▶ [DOCUMENT TEXT]

----------

Posts Tagged ‘Slow Drivers’

2014-12-01_1107It’s an age old problem, you’re on the interstate highway or a four-lane road, there’s quite a bit of traffic and you’re running late. You whip over into the passing lane and ……. there’s some dipshit going slower than the posted fucking speed limit.

The first thought that runs through your head is “Ah Shit!” or “Son Of A BITCH!” Immediately, thoughts of fiery retribution and painful torture for this idiot begin to coalesce through the building rage that is inside of you.

All you want to do is bulldoze this moron off the road, do everybody else a favor and get him/her out of the damn way, be the Highway Hero.

But you can’t, you just sit there impatiently, fuming and cursing the DMV gods for allowing this menace to have a drivers license. You start fantasizing that your vehicle has two Gatling guns and a couple of ICBM Missile Launchers and that your Heads Up Display targeting system is centered squarely on the back of this douchebags head and your itchy finger is on the launch button.

----------

▶ [DATASET]
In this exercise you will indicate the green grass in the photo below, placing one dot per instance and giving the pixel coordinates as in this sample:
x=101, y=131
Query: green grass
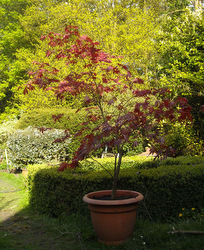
x=27, y=230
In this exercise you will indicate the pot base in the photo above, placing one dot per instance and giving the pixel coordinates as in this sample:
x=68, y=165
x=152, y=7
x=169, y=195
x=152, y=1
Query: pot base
x=113, y=220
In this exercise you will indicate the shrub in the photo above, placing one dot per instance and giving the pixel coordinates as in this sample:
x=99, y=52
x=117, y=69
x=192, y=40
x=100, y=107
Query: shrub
x=31, y=146
x=183, y=139
x=166, y=188
x=6, y=128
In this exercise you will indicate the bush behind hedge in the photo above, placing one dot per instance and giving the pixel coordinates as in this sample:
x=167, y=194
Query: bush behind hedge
x=166, y=188
x=31, y=146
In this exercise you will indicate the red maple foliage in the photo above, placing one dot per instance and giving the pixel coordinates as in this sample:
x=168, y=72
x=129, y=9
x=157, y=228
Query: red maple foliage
x=115, y=104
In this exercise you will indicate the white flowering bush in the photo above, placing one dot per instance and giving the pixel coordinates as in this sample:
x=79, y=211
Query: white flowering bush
x=31, y=146
x=6, y=128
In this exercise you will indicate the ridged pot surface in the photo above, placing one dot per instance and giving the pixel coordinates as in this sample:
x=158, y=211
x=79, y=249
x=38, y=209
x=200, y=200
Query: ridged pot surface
x=113, y=220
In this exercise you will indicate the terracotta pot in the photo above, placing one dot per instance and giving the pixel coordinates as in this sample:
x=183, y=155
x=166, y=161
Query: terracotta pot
x=113, y=220
x=25, y=172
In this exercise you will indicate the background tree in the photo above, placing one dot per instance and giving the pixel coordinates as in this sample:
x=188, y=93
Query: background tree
x=12, y=37
x=179, y=62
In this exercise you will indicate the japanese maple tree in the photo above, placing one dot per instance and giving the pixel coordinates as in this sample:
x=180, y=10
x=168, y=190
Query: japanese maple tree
x=119, y=107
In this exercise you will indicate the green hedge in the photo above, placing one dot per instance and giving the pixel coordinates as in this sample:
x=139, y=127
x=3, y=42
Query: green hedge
x=167, y=188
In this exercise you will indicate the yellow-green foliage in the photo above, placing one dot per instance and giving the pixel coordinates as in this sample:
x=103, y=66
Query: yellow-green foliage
x=168, y=186
x=43, y=118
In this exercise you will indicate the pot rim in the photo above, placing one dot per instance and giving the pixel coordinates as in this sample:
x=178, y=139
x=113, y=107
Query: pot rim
x=88, y=198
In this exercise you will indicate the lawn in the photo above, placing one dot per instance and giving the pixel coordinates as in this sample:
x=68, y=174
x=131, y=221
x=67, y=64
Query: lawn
x=21, y=228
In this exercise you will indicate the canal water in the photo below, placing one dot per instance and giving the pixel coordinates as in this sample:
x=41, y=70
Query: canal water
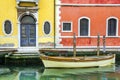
x=37, y=72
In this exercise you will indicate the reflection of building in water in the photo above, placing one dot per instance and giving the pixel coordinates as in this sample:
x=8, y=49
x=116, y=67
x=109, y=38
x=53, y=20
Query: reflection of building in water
x=28, y=75
x=34, y=24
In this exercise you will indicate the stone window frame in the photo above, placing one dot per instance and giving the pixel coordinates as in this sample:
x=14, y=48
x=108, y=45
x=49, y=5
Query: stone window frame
x=44, y=26
x=4, y=27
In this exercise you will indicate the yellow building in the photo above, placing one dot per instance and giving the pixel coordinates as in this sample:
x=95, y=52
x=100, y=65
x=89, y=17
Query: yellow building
x=27, y=24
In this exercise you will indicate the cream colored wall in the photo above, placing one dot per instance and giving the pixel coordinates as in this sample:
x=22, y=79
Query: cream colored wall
x=8, y=12
x=46, y=13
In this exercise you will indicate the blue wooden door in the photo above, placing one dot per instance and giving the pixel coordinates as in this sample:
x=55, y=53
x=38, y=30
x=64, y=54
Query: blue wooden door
x=28, y=35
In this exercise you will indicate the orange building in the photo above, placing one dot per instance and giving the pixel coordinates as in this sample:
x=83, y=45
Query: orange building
x=87, y=19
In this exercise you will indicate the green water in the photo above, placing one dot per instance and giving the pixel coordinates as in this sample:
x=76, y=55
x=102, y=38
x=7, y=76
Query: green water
x=36, y=72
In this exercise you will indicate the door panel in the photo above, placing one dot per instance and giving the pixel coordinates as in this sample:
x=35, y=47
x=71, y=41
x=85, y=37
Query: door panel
x=28, y=35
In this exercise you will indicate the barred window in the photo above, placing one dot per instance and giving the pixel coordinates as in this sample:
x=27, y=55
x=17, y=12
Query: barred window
x=84, y=27
x=47, y=27
x=67, y=26
x=112, y=26
x=7, y=27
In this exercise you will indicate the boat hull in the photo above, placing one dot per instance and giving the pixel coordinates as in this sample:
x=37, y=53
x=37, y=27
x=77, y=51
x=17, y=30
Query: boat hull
x=77, y=64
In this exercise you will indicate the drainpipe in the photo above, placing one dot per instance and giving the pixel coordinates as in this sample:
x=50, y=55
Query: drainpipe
x=54, y=25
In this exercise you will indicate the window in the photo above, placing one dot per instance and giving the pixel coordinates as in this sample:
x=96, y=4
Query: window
x=112, y=27
x=67, y=26
x=28, y=20
x=84, y=27
x=7, y=27
x=47, y=27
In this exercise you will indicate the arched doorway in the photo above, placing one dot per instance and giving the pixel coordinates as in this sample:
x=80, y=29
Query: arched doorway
x=27, y=31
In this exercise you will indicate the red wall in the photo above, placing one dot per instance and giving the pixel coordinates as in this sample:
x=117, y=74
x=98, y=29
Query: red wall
x=98, y=17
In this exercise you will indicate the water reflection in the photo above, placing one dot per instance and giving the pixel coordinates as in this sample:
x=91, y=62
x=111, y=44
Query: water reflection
x=38, y=73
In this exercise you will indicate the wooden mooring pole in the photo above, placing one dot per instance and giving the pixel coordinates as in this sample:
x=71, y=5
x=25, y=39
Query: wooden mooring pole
x=74, y=45
x=98, y=45
x=104, y=44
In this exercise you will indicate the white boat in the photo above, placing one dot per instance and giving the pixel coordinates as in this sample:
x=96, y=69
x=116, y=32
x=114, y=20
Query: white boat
x=77, y=62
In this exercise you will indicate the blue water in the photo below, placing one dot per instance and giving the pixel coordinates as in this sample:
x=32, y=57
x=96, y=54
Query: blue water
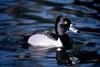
x=23, y=17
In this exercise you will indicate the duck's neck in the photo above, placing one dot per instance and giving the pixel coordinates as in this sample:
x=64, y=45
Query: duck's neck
x=59, y=29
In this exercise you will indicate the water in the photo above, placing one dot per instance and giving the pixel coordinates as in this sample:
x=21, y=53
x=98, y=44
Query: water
x=18, y=17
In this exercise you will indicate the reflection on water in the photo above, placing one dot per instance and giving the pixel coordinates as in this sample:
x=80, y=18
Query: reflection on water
x=19, y=17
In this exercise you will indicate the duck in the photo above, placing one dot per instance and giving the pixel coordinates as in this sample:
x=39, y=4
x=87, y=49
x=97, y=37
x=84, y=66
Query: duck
x=48, y=39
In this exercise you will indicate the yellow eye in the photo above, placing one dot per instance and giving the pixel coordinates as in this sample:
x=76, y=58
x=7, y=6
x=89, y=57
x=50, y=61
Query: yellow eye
x=65, y=22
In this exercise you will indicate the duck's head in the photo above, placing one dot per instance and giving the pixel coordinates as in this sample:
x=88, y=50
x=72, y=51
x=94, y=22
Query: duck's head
x=62, y=24
x=63, y=21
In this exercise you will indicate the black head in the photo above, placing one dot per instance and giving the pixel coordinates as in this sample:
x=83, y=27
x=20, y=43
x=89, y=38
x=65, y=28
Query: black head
x=64, y=22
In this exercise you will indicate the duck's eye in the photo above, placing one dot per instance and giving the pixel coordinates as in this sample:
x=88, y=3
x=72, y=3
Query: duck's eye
x=65, y=22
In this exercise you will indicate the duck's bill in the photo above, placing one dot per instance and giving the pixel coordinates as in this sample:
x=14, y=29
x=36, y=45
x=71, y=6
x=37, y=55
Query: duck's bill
x=73, y=29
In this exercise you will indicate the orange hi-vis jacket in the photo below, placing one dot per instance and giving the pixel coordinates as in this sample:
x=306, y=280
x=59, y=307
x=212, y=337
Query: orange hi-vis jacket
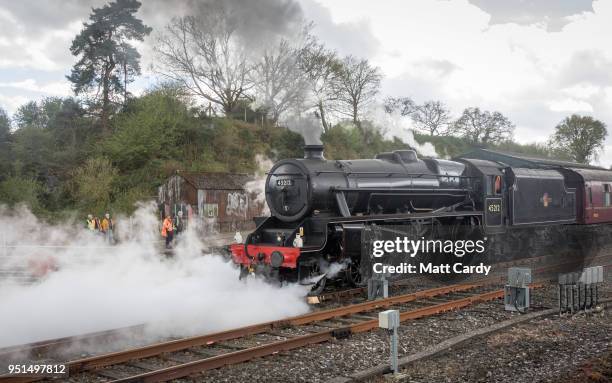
x=166, y=226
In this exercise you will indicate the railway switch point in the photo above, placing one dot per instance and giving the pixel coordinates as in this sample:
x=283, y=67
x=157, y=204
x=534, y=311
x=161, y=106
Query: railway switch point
x=516, y=292
x=579, y=290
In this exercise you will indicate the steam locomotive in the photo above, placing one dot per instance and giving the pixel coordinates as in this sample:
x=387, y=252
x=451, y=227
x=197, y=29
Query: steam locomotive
x=320, y=209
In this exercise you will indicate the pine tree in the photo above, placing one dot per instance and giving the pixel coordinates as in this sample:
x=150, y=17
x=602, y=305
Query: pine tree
x=107, y=60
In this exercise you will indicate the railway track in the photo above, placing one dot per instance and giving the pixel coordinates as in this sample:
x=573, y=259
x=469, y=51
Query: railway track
x=184, y=357
x=61, y=345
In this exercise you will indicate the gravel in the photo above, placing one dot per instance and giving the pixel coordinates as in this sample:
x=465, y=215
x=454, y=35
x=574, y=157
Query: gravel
x=541, y=350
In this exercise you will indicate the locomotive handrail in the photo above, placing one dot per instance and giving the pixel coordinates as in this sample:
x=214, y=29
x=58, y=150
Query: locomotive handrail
x=416, y=175
x=391, y=188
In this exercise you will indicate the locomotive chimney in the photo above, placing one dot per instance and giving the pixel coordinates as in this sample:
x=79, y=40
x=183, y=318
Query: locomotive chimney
x=313, y=152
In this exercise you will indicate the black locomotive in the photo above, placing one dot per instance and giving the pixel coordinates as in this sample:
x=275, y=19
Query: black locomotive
x=320, y=209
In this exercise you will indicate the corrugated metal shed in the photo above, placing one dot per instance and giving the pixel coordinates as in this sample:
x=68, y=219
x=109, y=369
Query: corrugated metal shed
x=219, y=201
x=216, y=181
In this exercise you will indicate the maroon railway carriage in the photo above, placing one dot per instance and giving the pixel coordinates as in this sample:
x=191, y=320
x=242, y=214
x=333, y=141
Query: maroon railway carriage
x=593, y=194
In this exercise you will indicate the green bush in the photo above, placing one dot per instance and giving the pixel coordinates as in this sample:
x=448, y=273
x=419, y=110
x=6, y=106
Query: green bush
x=14, y=190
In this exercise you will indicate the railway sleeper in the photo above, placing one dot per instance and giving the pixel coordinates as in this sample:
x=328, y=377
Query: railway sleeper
x=342, y=333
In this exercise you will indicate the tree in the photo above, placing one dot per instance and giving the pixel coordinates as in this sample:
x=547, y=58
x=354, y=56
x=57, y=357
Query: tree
x=14, y=190
x=279, y=83
x=5, y=143
x=358, y=84
x=92, y=183
x=581, y=136
x=431, y=117
x=107, y=59
x=483, y=127
x=402, y=105
x=322, y=68
x=205, y=54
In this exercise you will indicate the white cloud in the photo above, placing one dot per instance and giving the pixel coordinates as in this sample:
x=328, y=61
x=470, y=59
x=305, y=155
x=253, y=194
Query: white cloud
x=570, y=105
x=11, y=103
x=534, y=67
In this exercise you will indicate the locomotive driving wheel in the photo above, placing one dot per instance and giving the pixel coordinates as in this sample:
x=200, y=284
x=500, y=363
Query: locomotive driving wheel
x=353, y=273
x=319, y=284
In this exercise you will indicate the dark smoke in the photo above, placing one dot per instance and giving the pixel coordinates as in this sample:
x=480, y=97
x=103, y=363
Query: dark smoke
x=257, y=21
x=308, y=126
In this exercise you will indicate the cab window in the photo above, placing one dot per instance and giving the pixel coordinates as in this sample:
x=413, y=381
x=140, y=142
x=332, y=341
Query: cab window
x=494, y=185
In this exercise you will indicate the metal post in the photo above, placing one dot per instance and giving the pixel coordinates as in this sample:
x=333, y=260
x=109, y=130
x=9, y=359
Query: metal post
x=390, y=320
x=394, y=342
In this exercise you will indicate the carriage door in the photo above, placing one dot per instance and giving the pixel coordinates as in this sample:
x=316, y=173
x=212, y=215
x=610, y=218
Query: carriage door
x=493, y=201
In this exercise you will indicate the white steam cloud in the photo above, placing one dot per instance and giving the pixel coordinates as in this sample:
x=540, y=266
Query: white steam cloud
x=257, y=186
x=89, y=286
x=396, y=125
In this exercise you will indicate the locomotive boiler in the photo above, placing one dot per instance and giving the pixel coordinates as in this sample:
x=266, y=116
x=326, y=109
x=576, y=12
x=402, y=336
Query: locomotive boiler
x=320, y=209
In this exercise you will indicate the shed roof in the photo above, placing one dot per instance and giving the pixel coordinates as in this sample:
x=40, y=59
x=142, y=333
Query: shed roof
x=216, y=181
x=523, y=160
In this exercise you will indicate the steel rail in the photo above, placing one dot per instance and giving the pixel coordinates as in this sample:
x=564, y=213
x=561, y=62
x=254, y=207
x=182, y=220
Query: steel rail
x=104, y=360
x=198, y=366
x=57, y=343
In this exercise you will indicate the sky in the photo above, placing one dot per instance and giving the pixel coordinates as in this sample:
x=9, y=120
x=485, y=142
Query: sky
x=535, y=61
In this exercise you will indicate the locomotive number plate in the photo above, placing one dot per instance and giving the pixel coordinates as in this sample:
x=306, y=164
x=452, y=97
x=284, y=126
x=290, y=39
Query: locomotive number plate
x=284, y=182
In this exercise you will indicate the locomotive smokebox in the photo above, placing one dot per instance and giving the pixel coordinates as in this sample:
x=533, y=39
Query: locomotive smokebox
x=313, y=152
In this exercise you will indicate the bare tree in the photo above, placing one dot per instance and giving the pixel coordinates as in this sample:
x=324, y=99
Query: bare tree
x=358, y=84
x=280, y=83
x=322, y=68
x=205, y=54
x=431, y=117
x=404, y=105
x=483, y=127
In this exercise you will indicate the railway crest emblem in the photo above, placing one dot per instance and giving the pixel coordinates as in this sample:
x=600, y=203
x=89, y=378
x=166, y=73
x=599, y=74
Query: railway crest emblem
x=546, y=199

----------

▶ [TASK SET]
1. In the post about slow drivers, what does the driver imagine the vehicle is equipped with?
2. Using the post about slow drivers, decide whether each statement agrees with it: (a) The driver moves into the passing lane. (b) The slow driver is going faster than the posted speed limit. (c) The driver blames the DMV for giving the slow driver a license.
3. Carry on the post about slow drivers, starting after its last sentence.
The records were drawn from a separate source.

▶ [RESULTS IN ORDER]
1. Two Gatling guns and a couple of ICBM Missile Launchers.

2.
(a) Yes: "You whip over into the passing lane"
(b) No: "going slower than the posted fucking speed limit"
(c) Yes: "cursing the DMV gods for allowing this menace to have a drivers license"

3.
But still, here you are, going 50 miles an hour on a 70 mile an hour highway, not enjoying the scenery, not wanting to take a leisurely Sunday afternoon drive in the country, but wanting, desperately,  to get to your fucking destination that you were supposed to be at 10 minutes ago.

How many ass positions is it possible to achieve in one mostly uncomfortable car seat as you scoot back and forth, sit up, sit back, slide to one side then the other? I don’t know, but I have had the truly unenviable opportunity to try them all, because it seems like I live in a state that breeds these morons.

Anyway, after enduring what seems like hours of this seemingly endless torture you finally get a break and can pass this fool that can’t comprehend that the gas peddle actually does move up and down. And as you pass them you hold up this sign. If you don’t have one, you need one.


That is all!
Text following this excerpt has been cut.